PASSAGE »
::::::

While working toward his medical residency in Boston, Albert Kwon ’08 started a mental list of things he wanted to improve in the medical system.
“I took note of many problems in medicine that I thought technology could potentially solve,” says Kwon, who just completed training in general pediatrics and general anesthesia at both Boston Children’s and Brigham and Women’s hospitals and will be starting an interventional pain medicine fellowship at Stanford in January 2019. But when he thought about which of all the things on his list had the greatest potential for impact, one stood out: developing technology to help treat patients with brain trauma.
Kwon cofounded AUGMENTx, a health-care technology company that uses augmented reality to deliver neurological exercises for patients recovering from stroke, chronic pain, limb loss, and surgeries that require rehabilitation therapy. Often, patients who require neurological rehab have only a short stay in a rehab facility. Once they are sent home, where they don’t have access to the resources and staff to help facilitate exercises and measure improvement, their recovery diminishes. But by using augmented reality, AUGMENTx can provide a more interactive and effective means of engaging and continuing an effective rehab program. For example, mirror box therapy, which creates a visual illusion of a paralyzed, missing, or painful limb moving normally by mirroring the movements of the normal side, is often very effective but not readily available. AUGMENTx can re-create the exercise through its augmented-reality headset.

::::::

DATA LISTING »
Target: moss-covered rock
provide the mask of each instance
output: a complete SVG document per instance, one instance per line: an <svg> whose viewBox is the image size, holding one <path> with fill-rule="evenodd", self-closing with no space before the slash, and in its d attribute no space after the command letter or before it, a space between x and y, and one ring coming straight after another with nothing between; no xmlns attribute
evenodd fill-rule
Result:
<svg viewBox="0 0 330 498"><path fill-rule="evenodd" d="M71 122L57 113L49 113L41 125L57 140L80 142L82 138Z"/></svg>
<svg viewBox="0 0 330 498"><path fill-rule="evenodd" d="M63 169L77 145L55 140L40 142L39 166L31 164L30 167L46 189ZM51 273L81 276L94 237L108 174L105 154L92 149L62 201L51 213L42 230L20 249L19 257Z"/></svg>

::::::

SET OF TASKS »
**1.** According to the passage on AUGMENTx, where and when will Kwon begin his interventional pain medicine fellowship?
**2.** Using the passage on AUGMENTx, explain why the recovery of patients in neurological rehab tends to diminish once they are sent home.
**3.** Repeat the part of the passage on AUGMENTx starting with "While working toward" and going on through "with brain trauma.".

TASK-BY-TASK ANSWERS »
**1.** At Stanford, in January 2019.

**2.** These patients often have only a short stay in a rehab facility. At home, they don't have access to the resources and staff that help facilitate exercises and measure improvement, so their recovery diminishes.

**3.**
While working toward his medical residency in Boston, Albert Kwon ’08 started a mental list of things he wanted to improve in the medical system.
“I took note of many problems in medicine that I thought technology could potentially solve,” says Kwon, who just completed training in general pediatrics and general anesthesia at both Boston Children’s and Brigham and Women’s hospitals and will be starting an interventional pain medicine fellowship at Stanford in January 2019. But when he thought about which of all the things on his list had the greatest potential for impact, one stood out: developing technology to help treat patients with brain trauma.